### Brano di lettura
■ ■ ■ ■ ■ ■ ■

2016
D. Losurdo, Un mondo senza guerre. L’idea di pace
dalle promesse del passato alle tragedie del presente, Carocci,
Roma 2016, pp. 384, ISBN 9788843081875
Recensione
di Davide Ragnolini
All’interno della vasta produzione bibliografica di Domenico
Losurdo, Un mondo senza guerre costituisce probabilmente il
lavoro più ‘internazionalistico’ nel percorso di ricerca del filosofo e
storico del marxismo, stimolato dal presagio di “nuove tempeste
belliche” (p. 17) all’orizzonte. Un’accresciuta percezione della
pericolosità dell’arena internazionale, occasionata dall’odierno
smottamento delle zolle geopolitiche mondiali, non inibisce ma invita
anzi ad una nuova, documentata riflessione filosofica sui problemi
della guerra e della pace.

■ ■ ■ ■ ■ ■ ■

### Voci in ingresso
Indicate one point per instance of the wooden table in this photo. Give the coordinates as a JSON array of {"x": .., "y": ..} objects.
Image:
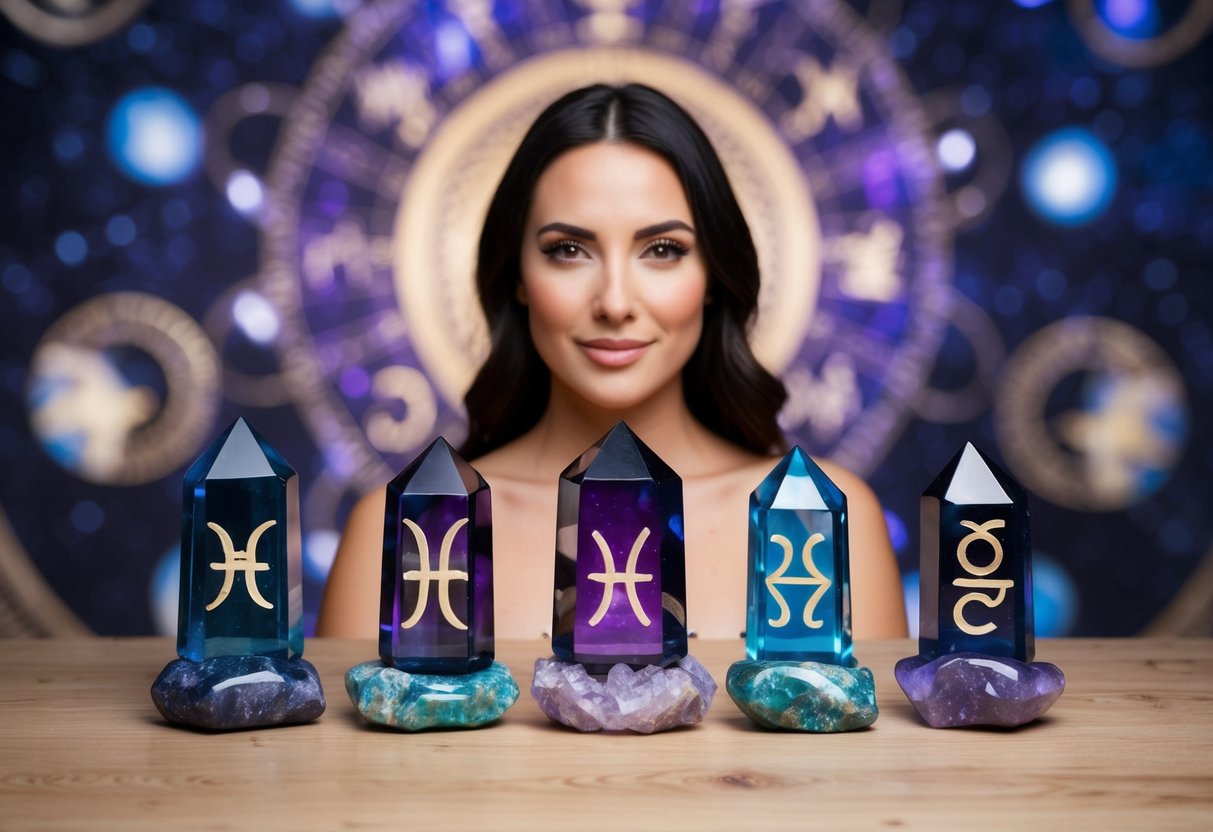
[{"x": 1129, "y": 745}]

■ ■ ■ ■ ■ ■ ■

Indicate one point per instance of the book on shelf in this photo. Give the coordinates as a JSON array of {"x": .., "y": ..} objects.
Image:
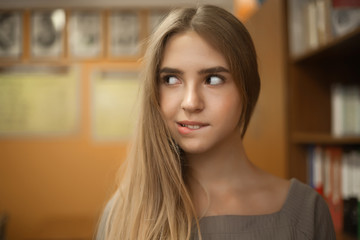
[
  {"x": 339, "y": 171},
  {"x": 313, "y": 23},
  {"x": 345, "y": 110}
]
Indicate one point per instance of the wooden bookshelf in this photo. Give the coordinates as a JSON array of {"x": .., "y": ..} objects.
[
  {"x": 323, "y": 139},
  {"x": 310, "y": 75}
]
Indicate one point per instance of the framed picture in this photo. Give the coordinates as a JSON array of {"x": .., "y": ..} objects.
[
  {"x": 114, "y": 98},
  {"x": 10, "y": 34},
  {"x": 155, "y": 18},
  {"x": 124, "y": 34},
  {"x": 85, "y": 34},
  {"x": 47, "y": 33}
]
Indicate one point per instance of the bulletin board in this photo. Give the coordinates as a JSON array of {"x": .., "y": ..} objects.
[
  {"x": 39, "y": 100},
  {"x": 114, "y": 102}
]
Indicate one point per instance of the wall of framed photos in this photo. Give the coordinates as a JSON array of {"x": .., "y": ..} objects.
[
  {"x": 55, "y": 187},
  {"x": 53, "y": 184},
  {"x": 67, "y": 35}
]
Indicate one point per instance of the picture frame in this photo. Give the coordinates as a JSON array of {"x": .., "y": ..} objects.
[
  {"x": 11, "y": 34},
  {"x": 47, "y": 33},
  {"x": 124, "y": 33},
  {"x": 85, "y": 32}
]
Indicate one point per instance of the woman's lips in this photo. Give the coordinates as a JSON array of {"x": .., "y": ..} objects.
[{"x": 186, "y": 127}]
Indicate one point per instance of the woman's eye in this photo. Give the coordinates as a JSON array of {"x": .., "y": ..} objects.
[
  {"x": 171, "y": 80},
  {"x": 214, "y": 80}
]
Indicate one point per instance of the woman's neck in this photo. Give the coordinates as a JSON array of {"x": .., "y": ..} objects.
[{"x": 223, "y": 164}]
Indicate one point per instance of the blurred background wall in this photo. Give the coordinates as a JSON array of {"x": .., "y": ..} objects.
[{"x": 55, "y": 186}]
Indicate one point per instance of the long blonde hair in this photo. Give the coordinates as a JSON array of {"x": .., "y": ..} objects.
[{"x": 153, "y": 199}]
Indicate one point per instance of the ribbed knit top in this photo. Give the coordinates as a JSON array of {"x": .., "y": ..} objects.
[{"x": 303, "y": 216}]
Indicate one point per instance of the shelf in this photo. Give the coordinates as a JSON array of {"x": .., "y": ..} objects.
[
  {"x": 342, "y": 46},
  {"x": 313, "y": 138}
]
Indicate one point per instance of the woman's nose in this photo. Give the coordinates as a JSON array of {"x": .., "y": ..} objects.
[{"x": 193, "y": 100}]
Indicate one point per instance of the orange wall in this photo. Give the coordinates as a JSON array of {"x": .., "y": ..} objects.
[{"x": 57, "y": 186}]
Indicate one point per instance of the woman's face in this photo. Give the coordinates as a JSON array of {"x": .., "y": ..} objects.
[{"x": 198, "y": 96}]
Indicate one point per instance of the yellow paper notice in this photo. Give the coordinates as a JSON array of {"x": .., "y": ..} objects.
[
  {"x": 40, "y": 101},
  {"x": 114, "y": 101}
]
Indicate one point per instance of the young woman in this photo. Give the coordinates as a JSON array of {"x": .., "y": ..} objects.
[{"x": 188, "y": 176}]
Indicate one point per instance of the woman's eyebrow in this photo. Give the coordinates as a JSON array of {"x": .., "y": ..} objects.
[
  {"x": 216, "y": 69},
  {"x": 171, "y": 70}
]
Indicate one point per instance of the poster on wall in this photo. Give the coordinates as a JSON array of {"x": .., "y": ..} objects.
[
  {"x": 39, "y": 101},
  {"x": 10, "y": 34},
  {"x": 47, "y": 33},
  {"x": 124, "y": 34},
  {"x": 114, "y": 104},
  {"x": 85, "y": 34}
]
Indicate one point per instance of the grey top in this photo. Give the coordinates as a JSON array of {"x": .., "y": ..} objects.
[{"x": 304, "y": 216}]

■ ■ ■ ■ ■ ■ ■

### Esercizi
1) Rispondi alle seguenti domande sulla recensione, una per riga.
(a) Chi è l'autore della recensione?
(b) Quante pagine conta il volume recensito?
(c) Secondo la recensione, da quale presagio è stimolato il lavoro?
2) Individua e trascrivi ogni riga delle voci che contiene la parola "wooden".

### Risposte scritte
1)
(a) Davide Ragnolini.
(b) 384 pagine.
(c) Dal presagio di "nuove tempeste belliche" all'orizzonte.

2)
Indicate one point per instance of the wooden table in this photo. Give the coordinates as a JSON array of {"x": .., "y": ..} objects.
Indicate one point per instance of the wooden bookshelf in this photo. Give the coordinates as a JSON array of {"x": .., "y": ..} objects.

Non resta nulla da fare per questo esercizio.